Set out the records below, from the line with "Provide the mask of every instance of the potted" up to and including the line with "83 248 L 82", as a Markdown table with the columns Number and Line, one numbered row per line. Skip blank lines and leave the pictures out.

┄┄┄┄┄┄┄┄┄┄┄┄┄┄┄┄┄┄┄┄

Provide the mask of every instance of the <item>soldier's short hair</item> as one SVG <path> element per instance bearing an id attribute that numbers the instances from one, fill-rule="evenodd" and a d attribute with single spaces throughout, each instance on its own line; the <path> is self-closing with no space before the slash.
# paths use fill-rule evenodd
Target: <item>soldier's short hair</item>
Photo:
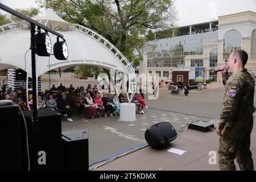
<path id="1" fill-rule="evenodd" d="M 242 49 L 234 51 L 233 53 L 233 57 L 239 57 L 242 61 L 243 66 L 245 65 L 248 60 L 248 54 L 244 50 Z"/>

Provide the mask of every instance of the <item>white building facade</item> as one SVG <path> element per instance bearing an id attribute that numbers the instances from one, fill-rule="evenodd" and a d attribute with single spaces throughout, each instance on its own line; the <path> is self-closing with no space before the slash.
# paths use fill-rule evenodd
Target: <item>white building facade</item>
<path id="1" fill-rule="evenodd" d="M 220 73 L 212 73 L 225 64 L 230 53 L 242 49 L 249 55 L 249 71 L 256 69 L 256 13 L 248 11 L 220 16 L 218 20 L 177 28 L 171 38 L 156 39 L 148 44 L 139 73 L 171 78 L 175 69 L 189 69 L 189 79 L 195 78 L 195 68 L 205 68 L 205 80 L 220 81 Z"/>

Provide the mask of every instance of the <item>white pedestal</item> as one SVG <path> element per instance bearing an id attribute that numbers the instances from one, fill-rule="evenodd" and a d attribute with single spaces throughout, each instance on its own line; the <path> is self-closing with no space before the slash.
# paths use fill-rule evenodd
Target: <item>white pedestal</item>
<path id="1" fill-rule="evenodd" d="M 120 104 L 120 121 L 134 121 L 136 120 L 136 105 L 133 103 Z"/>

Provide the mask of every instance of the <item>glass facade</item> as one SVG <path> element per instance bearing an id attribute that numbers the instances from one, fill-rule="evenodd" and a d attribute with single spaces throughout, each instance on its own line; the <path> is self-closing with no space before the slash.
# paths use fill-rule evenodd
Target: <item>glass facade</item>
<path id="1" fill-rule="evenodd" d="M 178 64 L 185 64 L 185 56 L 203 55 L 204 44 L 217 42 L 217 39 L 216 31 L 152 41 L 151 44 L 156 46 L 148 52 L 147 67 L 177 68 Z"/>
<path id="2" fill-rule="evenodd" d="M 256 29 L 251 33 L 251 59 L 256 59 Z"/>
<path id="3" fill-rule="evenodd" d="M 215 48 L 210 51 L 210 67 L 217 67 L 218 62 L 218 49 Z"/>
<path id="4" fill-rule="evenodd" d="M 223 45 L 223 59 L 228 60 L 232 52 L 241 49 L 241 43 L 242 37 L 238 31 L 232 30 L 226 32 Z"/>
<path id="5" fill-rule="evenodd" d="M 191 67 L 204 67 L 204 60 L 201 59 L 192 59 Z"/>
<path id="6" fill-rule="evenodd" d="M 167 77 L 167 76 L 169 76 L 169 71 L 163 71 L 163 77 Z"/>
<path id="7" fill-rule="evenodd" d="M 209 78 L 212 80 L 213 82 L 217 81 L 217 72 L 212 73 L 210 72 Z"/>
<path id="8" fill-rule="evenodd" d="M 155 71 L 155 76 L 156 77 L 161 77 L 161 71 Z"/>

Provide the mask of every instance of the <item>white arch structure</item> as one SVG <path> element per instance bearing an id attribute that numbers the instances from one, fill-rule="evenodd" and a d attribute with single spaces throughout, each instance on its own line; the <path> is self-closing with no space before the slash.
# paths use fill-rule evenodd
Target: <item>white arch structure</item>
<path id="1" fill-rule="evenodd" d="M 58 60 L 53 55 L 49 58 L 36 56 L 37 77 L 49 70 L 59 71 L 60 67 L 63 71 L 79 65 L 99 66 L 114 69 L 117 92 L 122 84 L 121 73 L 127 75 L 127 96 L 129 93 L 133 96 L 135 94 L 137 82 L 134 69 L 123 55 L 105 38 L 88 28 L 67 22 L 51 9 L 32 19 L 63 34 L 69 49 L 69 56 L 65 61 Z M 0 27 L 0 70 L 15 67 L 24 70 L 31 77 L 29 26 L 28 23 L 22 21 Z M 56 38 L 49 34 L 53 48 Z"/>

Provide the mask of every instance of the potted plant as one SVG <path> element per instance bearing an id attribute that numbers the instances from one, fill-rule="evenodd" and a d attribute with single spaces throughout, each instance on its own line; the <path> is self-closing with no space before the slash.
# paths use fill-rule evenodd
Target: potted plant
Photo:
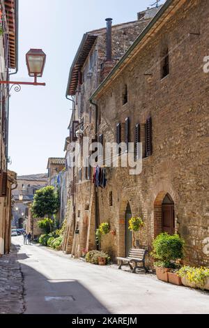
<path id="1" fill-rule="evenodd" d="M 83 248 L 82 249 L 82 258 L 85 258 L 87 253 L 88 253 L 88 250 L 86 248 Z"/>
<path id="2" fill-rule="evenodd" d="M 184 266 L 177 274 L 185 286 L 209 290 L 209 268 Z"/>
<path id="3" fill-rule="evenodd" d="M 98 257 L 98 264 L 99 265 L 106 265 L 106 258 L 104 256 Z"/>
<path id="4" fill-rule="evenodd" d="M 176 261 L 183 257 L 184 241 L 177 234 L 171 235 L 167 232 L 159 234 L 153 241 L 152 255 L 156 260 L 155 267 L 158 279 L 169 282 L 168 272 L 178 267 Z M 170 282 L 180 283 L 175 271 L 170 275 Z M 176 278 L 175 278 L 175 275 Z"/>
<path id="5" fill-rule="evenodd" d="M 131 231 L 137 232 L 140 230 L 144 225 L 144 222 L 141 218 L 140 217 L 132 217 L 129 221 L 128 229 Z"/>
<path id="6" fill-rule="evenodd" d="M 90 251 L 86 255 L 86 262 L 94 264 L 105 265 L 110 262 L 110 257 L 102 251 Z"/>

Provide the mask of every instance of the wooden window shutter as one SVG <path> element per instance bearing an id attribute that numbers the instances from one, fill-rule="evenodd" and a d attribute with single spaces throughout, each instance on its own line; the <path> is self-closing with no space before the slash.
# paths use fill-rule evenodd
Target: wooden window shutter
<path id="1" fill-rule="evenodd" d="M 79 181 L 81 181 L 82 179 L 82 169 L 80 168 L 79 170 Z"/>
<path id="2" fill-rule="evenodd" d="M 80 70 L 79 71 L 79 84 L 81 85 L 83 83 L 83 76 L 82 76 L 82 72 Z"/>
<path id="3" fill-rule="evenodd" d="M 121 124 L 118 123 L 116 126 L 116 142 L 118 144 L 121 142 Z"/>
<path id="4" fill-rule="evenodd" d="M 79 125 L 79 121 L 73 121 L 72 122 L 72 141 L 76 141 L 77 140 L 77 136 L 76 136 L 76 131 L 77 130 L 77 128 L 78 128 L 78 125 Z"/>
<path id="5" fill-rule="evenodd" d="M 150 156 L 153 153 L 151 117 L 148 117 L 146 123 L 146 157 Z"/>
<path id="6" fill-rule="evenodd" d="M 3 172 L 0 174 L 0 197 L 7 195 L 7 173 Z"/>
<path id="7" fill-rule="evenodd" d="M 138 124 L 135 126 L 135 137 L 134 137 L 134 156 L 135 159 L 138 159 L 139 154 L 137 151 L 137 143 L 141 142 L 140 138 L 140 124 Z M 138 149 L 139 151 L 139 149 Z"/>
<path id="8" fill-rule="evenodd" d="M 90 156 L 88 158 L 88 170 L 87 170 L 87 179 L 90 180 L 91 179 L 91 165 L 90 165 Z"/>
<path id="9" fill-rule="evenodd" d="M 129 135 L 130 135 L 130 121 L 129 117 L 125 121 L 125 142 L 126 143 L 127 150 L 128 151 Z"/>
<path id="10" fill-rule="evenodd" d="M 102 156 L 102 146 L 103 146 L 103 135 L 101 134 L 99 135 L 99 151 L 98 151 L 98 154 L 99 154 L 99 156 Z"/>

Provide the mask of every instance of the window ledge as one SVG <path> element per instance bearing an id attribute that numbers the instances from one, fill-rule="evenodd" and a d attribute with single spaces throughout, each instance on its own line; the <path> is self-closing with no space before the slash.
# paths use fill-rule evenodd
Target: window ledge
<path id="1" fill-rule="evenodd" d="M 166 75 L 166 76 L 164 76 L 164 77 L 162 77 L 162 78 L 160 80 L 160 82 L 163 82 L 164 80 L 166 80 L 167 77 L 169 77 L 169 75 L 170 75 L 170 74 L 169 73 L 167 75 Z"/>

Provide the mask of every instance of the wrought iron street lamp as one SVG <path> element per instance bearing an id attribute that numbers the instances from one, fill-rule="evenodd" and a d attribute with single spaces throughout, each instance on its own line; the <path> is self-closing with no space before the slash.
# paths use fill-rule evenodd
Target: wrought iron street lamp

┄┄┄┄┄┄┄┄┄┄┄┄┄┄┄┄┄┄┄┄

• **Written response**
| Number | Line |
|---|---|
| 1 | Provide the mask of every instance of the potted plant as one SVG <path> element per instance bearing an id attribute that numbers the instances from one, fill-rule="evenodd" and a d attribute with single spaces throughout, each instance on its own line; the <path> is self-closing with no space before the slash. |
| 2 | # paths use fill-rule evenodd |
| 3 | Target: potted plant |
| 4 | Photo: |
| 5 | <path id="1" fill-rule="evenodd" d="M 83 248 L 82 249 L 82 258 L 85 258 L 87 253 L 88 253 L 88 250 L 86 248 Z"/> |